Excerpted records start
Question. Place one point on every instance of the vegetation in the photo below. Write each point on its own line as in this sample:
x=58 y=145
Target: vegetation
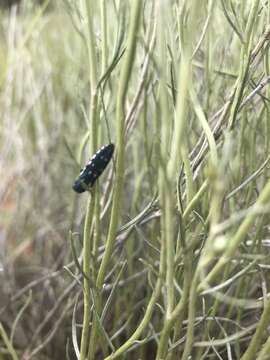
x=167 y=256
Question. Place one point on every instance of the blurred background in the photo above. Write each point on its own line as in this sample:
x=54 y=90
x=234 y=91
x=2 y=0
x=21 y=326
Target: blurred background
x=44 y=140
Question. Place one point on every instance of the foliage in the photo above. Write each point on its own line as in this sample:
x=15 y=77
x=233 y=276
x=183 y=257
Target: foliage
x=167 y=257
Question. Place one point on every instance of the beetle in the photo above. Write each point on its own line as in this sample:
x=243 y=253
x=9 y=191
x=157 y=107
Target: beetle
x=93 y=169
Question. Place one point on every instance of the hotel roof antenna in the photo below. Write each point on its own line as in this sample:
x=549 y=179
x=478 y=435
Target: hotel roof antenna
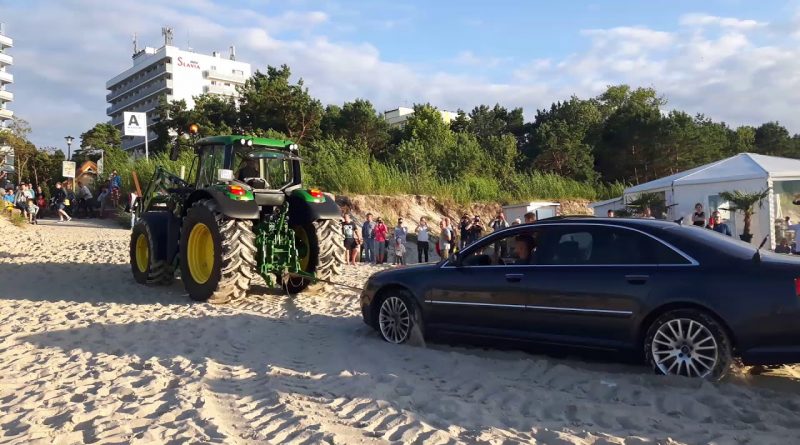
x=166 y=31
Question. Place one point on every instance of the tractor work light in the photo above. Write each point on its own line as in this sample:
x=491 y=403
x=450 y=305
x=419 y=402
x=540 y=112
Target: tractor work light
x=236 y=190
x=225 y=174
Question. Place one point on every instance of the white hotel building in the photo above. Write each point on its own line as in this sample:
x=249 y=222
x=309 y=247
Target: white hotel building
x=6 y=78
x=174 y=74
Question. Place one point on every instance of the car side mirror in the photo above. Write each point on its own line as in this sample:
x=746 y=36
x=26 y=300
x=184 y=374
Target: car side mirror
x=455 y=259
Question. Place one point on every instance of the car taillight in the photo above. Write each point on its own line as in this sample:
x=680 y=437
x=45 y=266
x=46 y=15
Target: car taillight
x=236 y=190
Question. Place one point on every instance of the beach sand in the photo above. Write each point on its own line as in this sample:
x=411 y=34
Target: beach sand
x=89 y=356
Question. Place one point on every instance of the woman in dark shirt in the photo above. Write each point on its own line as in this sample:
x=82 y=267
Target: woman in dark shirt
x=699 y=216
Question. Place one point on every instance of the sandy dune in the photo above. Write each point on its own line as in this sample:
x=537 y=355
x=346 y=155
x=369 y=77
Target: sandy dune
x=88 y=356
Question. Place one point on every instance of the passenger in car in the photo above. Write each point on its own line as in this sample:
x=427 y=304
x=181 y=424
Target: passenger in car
x=525 y=247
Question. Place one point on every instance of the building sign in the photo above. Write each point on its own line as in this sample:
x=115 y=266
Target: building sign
x=68 y=169
x=188 y=63
x=135 y=124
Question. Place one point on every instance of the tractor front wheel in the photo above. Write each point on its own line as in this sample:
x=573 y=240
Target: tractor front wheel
x=146 y=267
x=217 y=254
x=320 y=247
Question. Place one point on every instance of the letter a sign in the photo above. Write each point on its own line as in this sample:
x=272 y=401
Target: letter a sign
x=135 y=124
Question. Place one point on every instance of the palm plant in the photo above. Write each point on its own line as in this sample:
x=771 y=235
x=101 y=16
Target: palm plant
x=745 y=202
x=647 y=200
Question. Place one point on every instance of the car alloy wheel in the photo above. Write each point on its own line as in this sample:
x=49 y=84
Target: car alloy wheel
x=394 y=320
x=684 y=347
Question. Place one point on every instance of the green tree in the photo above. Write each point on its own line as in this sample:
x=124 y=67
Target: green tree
x=270 y=101
x=773 y=139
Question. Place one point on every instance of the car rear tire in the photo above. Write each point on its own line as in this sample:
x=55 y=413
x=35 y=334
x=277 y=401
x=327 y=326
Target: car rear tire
x=396 y=318
x=689 y=343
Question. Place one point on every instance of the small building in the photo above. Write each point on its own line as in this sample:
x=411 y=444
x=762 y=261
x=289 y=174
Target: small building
x=747 y=172
x=601 y=208
x=542 y=209
x=399 y=116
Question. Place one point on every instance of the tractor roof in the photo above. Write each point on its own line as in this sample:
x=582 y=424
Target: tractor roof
x=235 y=140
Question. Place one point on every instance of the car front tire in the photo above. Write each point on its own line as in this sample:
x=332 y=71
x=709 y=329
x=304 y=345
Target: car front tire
x=396 y=318
x=688 y=343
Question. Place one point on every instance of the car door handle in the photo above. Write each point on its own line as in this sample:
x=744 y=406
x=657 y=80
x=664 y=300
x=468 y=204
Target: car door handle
x=514 y=277
x=637 y=279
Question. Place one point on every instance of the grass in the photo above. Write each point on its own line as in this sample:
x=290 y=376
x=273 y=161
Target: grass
Excerpted records end
> Given task:
Could you copy every one of the records above word for word, leaving the pictures out?

> In response:
Question. Place one point on every instance of the vegetation in the photo below. Write each point on its own line as in this sample:
x=58 y=145
Target: vegetation
x=167 y=256
Question. Place one point on every instance of the blurred background in the photo above. Write each point on its own line as in this sample:
x=54 y=90
x=234 y=91
x=2 y=0
x=21 y=326
Target: blurred background
x=44 y=140
Question. Place one point on every instance of the foliage in the photo above. Write each point on its own line as in this sample:
x=15 y=77
x=233 y=276
x=183 y=257
Target: foliage
x=167 y=257
Question. Place one point on every instance of the beetle in the photo above. Write each point on its own line as in this sample:
x=243 y=253
x=9 y=191
x=157 y=107
Target: beetle
x=93 y=169
Question. Place one point on every instance of the hotel roof antenna in the photo below. Write each point on its own line as in this sample:
x=549 y=179
x=478 y=435
Target: hotel roof antenna
x=166 y=31
Question. Place one point on every instance of the tractor work light in the photo above. Write each point on its own line as in this sample:
x=491 y=403
x=450 y=305
x=419 y=402
x=540 y=112
Target: tractor work light
x=236 y=190
x=225 y=174
Question. Place one point on every instance of the white hotel building in the photo above. Write each point on its own line as in this sample:
x=249 y=222
x=309 y=247
Target: white hotel building
x=6 y=78
x=174 y=74
Question. Place one point on every instance of the car side mirror in the photo above. Write each point on its own line as in this sample:
x=746 y=36
x=26 y=300
x=184 y=374
Target: car side mirror
x=455 y=259
Question. Place one point on every instance of the car taillight in the photo above. Write each point on its own line as in this sample:
x=680 y=437
x=45 y=266
x=46 y=15
Target: car taillight
x=236 y=190
Question. Place one point on every instance of the beach sand in the photo above. Write each point on its own line as in this sample:
x=411 y=34
Target: beach sand
x=89 y=356
Question. Place one point on every instance of the woman in dark shirt in the photo above. Write each point on its own line as in this sample:
x=82 y=267
Target: woman in dark shirt
x=699 y=216
Question. Place one point on every instance of the sandy dune in the photo above. Write each point on its own line as in this sample:
x=537 y=355
x=346 y=155
x=369 y=77
Target: sandy dune
x=88 y=356
Question. Place one point on every instance of the passenger in car in the photo above. Write each point on its own line as in this sample:
x=427 y=304
x=181 y=424
Target: passenger in car
x=525 y=247
Question. Place one point on every instance of the building sign in the photo above. Write each point on its own line as in this sample:
x=115 y=266
Target: building sign
x=68 y=169
x=188 y=63
x=135 y=124
Question. Place one point on every instance of the tractor front wheel in the photo above. Write each point on its own line as in this sample:
x=573 y=240
Target: tractor front wheel
x=146 y=267
x=217 y=254
x=320 y=247
Question. Place one point on every instance of the letter a sign in the photo above. Write each point on its own line as in this sample:
x=272 y=401
Target: letter a sign
x=135 y=124
Question. Place one point on every instance of the palm plant in the photo above. Write each point on its own line as in this sample:
x=771 y=235
x=101 y=16
Target: palm plant
x=745 y=202
x=647 y=200
Question. Place one point on every instance of the car alloy wheel in the photo above. Write each point on its own line as in this sample:
x=49 y=84
Target: car alloy wheel
x=394 y=320
x=684 y=347
Question. Place one point on every instance of the green tree in the photo above. Write each point on its own line as in this sample:
x=124 y=67
Target: green tree
x=270 y=101
x=773 y=139
Question. Place one point on every instance of the car rear tire in the photo above. Write each point on its own line as in this sample:
x=55 y=413
x=35 y=334
x=277 y=401
x=327 y=326
Target: car rear tire
x=396 y=318
x=689 y=343
Question. Place one point on every instance of the small building in the photo above. Write each point on its own line as in this sample:
x=411 y=444
x=762 y=261
x=289 y=174
Target: small building
x=747 y=172
x=601 y=208
x=542 y=209
x=399 y=116
Question. Place one point on every instance of the tractor roof in the photo above. Write each point on its own line as in this sample:
x=582 y=424
Target: tractor roof
x=235 y=140
Question. Place one point on every instance of the car front tire in the photo above. Write each point on its own line as in this sample:
x=332 y=71
x=709 y=329
x=304 y=345
Target: car front tire
x=396 y=318
x=688 y=343
Question. Place one point on every instance of the car door handle in the photo above. Write each point on its own line as in this sample:
x=744 y=406
x=657 y=80
x=664 y=300
x=468 y=204
Target: car door handle
x=514 y=277
x=637 y=279
Question. Place one point on every instance of the grass in the photo above. Write each point on its own line as in this sample:
x=290 y=376
x=273 y=161
Target: grass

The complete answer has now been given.